AIM OF THE EXERCISE: Render each line of the records below as a row in a Markdown table with the columns Line and Text, numbering the rows and omitting blank lines. Leave the pictures out of the answer.

RECORDS PROVIDED:
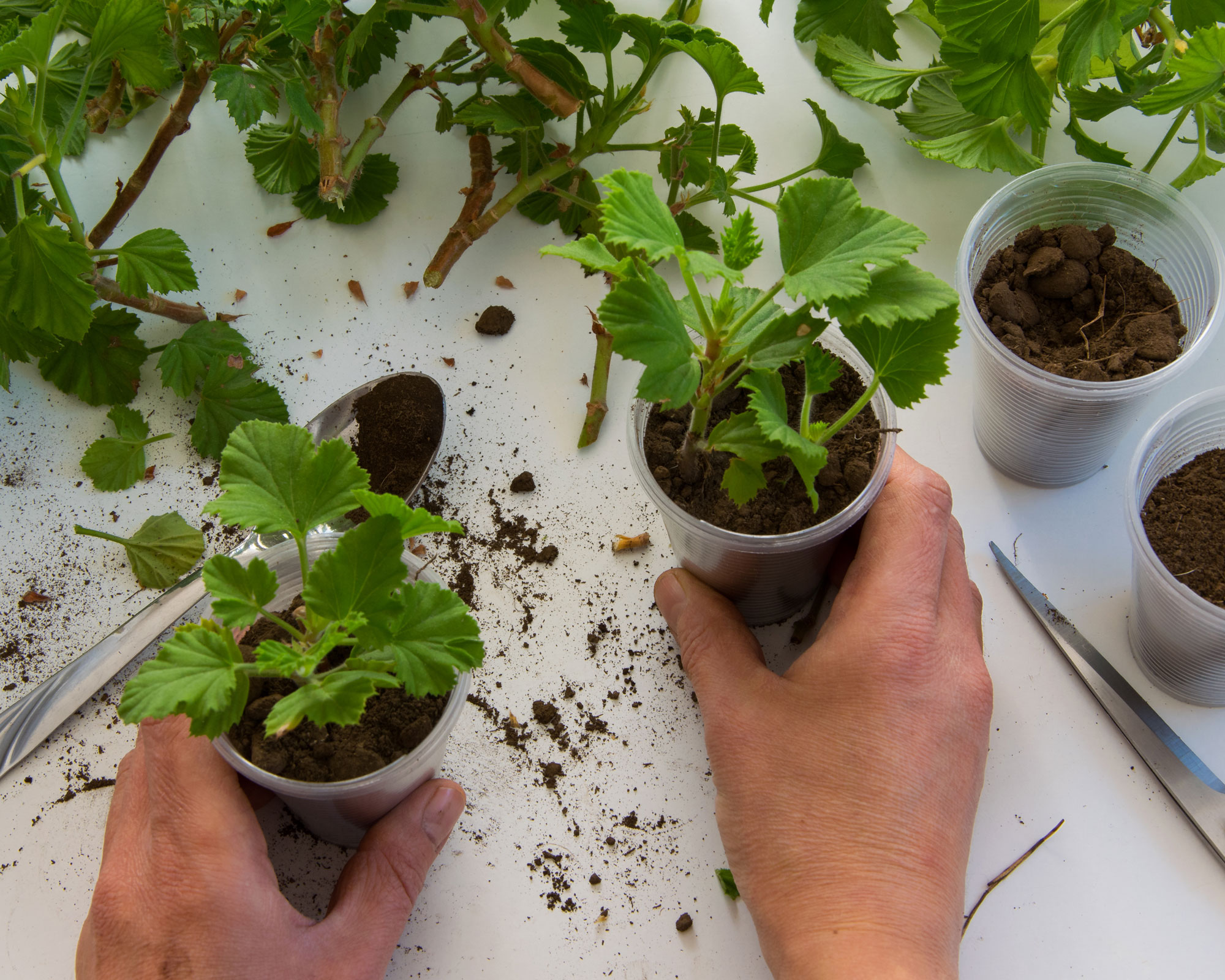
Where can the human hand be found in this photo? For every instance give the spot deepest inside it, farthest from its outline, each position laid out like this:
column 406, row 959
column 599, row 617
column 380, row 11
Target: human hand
column 187, row 889
column 847, row 788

COMPLETE ANSWER:
| Line | Text |
|---|---|
| 1 | Where can the human hand be found in this photo? For every instance give the spot deepest inside it, farthest from its outline, each position laid out like this: |
| 2 | column 406, row 959 |
| 3 | column 599, row 617 |
| 4 | column 380, row 11 |
| 5 | Target: human hand |
| 6 | column 187, row 889 |
| 7 | column 847, row 788 |